* Prompt *
Show all the lines in the data below that include the word "woman".

(Beginning of Records for processing)

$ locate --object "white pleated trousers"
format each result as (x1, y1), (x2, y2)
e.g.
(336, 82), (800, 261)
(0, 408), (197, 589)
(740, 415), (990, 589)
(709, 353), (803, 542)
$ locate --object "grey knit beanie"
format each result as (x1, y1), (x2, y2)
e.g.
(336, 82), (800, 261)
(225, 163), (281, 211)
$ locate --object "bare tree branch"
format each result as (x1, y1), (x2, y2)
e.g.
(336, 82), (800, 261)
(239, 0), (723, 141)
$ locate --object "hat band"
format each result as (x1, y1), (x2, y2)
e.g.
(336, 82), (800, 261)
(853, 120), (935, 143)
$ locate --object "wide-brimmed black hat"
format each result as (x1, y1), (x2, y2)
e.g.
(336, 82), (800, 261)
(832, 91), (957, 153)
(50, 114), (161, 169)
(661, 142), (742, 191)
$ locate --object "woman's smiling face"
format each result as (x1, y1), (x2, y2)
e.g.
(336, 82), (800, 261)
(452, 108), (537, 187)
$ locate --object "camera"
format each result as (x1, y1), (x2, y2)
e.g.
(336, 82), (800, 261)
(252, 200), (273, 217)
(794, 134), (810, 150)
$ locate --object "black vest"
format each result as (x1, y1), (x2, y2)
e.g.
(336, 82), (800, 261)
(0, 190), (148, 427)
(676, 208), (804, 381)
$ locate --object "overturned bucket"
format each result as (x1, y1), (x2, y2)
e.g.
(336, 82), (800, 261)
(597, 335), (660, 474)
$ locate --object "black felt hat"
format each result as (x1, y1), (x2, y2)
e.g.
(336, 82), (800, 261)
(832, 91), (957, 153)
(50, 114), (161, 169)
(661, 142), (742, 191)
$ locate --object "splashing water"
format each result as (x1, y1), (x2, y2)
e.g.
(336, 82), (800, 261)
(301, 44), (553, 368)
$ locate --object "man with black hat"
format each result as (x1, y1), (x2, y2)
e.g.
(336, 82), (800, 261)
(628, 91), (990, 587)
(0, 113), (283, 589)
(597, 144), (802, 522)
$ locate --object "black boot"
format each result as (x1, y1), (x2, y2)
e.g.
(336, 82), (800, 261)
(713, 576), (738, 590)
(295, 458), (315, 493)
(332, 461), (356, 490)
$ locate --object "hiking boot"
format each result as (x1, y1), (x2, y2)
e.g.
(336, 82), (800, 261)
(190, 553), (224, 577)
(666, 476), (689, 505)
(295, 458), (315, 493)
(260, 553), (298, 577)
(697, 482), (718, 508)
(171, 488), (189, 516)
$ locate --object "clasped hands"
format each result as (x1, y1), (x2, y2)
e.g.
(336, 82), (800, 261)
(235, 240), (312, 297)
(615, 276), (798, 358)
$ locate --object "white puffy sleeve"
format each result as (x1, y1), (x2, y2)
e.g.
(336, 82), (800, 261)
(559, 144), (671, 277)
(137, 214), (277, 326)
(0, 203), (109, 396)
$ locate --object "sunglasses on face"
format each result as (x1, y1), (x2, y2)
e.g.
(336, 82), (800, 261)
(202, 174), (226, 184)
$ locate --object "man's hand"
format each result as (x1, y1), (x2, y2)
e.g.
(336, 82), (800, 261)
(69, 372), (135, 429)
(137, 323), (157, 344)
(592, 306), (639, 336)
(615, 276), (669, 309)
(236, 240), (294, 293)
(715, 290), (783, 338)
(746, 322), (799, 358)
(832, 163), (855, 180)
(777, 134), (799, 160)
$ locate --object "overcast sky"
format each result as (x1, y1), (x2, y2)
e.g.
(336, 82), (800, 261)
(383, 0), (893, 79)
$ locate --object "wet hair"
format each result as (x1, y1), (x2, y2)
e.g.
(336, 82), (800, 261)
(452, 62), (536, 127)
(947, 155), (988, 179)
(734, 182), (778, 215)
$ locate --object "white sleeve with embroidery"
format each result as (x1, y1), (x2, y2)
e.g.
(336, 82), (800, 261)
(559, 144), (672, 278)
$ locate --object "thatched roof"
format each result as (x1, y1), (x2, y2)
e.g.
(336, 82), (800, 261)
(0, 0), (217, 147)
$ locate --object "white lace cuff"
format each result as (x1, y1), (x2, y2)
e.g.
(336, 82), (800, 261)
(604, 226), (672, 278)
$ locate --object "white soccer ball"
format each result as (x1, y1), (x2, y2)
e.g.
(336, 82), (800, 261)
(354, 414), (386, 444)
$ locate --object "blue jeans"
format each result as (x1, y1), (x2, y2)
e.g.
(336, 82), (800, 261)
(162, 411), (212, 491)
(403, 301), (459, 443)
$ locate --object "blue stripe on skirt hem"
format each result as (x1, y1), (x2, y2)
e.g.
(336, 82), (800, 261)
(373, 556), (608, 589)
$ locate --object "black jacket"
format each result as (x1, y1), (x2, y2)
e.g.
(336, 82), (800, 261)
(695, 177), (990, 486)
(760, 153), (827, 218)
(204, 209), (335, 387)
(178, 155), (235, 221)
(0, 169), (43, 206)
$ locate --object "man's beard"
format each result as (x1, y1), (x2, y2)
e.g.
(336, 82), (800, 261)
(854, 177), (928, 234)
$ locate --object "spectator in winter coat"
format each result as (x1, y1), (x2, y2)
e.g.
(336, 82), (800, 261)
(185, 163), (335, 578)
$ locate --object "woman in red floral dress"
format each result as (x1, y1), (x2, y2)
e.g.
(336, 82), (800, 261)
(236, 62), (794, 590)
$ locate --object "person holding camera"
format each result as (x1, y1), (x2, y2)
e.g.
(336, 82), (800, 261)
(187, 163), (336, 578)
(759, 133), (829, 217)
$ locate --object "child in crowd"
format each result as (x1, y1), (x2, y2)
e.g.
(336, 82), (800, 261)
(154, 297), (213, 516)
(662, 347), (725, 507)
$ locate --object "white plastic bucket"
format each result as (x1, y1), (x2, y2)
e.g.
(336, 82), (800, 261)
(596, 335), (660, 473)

(End of Records for processing)

* Answer to this exercise *
$ locate --object "woman's smiling face"
$ locate --object "woman in red floral dress"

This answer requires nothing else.